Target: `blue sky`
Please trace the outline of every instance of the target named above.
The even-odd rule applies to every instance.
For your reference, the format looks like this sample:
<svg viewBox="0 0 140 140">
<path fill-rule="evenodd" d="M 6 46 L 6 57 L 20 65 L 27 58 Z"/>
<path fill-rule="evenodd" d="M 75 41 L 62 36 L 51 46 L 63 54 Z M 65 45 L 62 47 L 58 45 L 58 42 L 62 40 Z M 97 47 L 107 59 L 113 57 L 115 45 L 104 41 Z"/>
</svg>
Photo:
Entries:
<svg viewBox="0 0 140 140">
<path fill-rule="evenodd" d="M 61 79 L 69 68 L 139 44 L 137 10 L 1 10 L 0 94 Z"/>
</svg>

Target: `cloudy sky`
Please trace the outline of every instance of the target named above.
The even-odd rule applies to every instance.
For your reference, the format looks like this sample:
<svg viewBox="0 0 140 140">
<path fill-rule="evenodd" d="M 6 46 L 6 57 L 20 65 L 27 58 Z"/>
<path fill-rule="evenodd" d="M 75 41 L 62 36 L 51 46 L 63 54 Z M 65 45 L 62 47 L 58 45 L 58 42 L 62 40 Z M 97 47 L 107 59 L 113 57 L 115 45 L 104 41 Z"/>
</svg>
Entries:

- - - - - - -

Word for word, set down all of the material.

Target: `blue sky`
Please trace the outline of every instance of the target named above.
The even-odd rule applies to every instance.
For your reference, the format looks like this sample:
<svg viewBox="0 0 140 140">
<path fill-rule="evenodd" d="M 6 46 L 6 57 L 20 65 L 27 58 Z"/>
<path fill-rule="evenodd" d="M 75 41 L 62 36 L 51 46 L 63 54 Z M 65 45 L 62 47 L 58 45 L 58 42 L 62 40 Z M 97 47 L 107 59 L 113 57 L 115 45 L 104 41 Z"/>
</svg>
Photo:
Entries:
<svg viewBox="0 0 140 140">
<path fill-rule="evenodd" d="M 61 79 L 69 68 L 139 44 L 137 10 L 1 10 L 0 94 Z"/>
</svg>

Target: `cloudy sky`
Please trace the outline of every instance of the target named above.
The even-odd rule applies to every instance.
For your reference, the format looks like this sample:
<svg viewBox="0 0 140 140">
<path fill-rule="evenodd" d="M 6 46 L 6 57 L 20 65 L 27 58 Z"/>
<path fill-rule="evenodd" d="M 75 41 L 62 36 L 51 46 L 63 54 Z M 65 45 L 62 47 L 58 45 L 58 42 L 62 40 Z M 97 47 L 107 59 L 113 57 L 115 45 L 104 41 Z"/>
</svg>
Entries:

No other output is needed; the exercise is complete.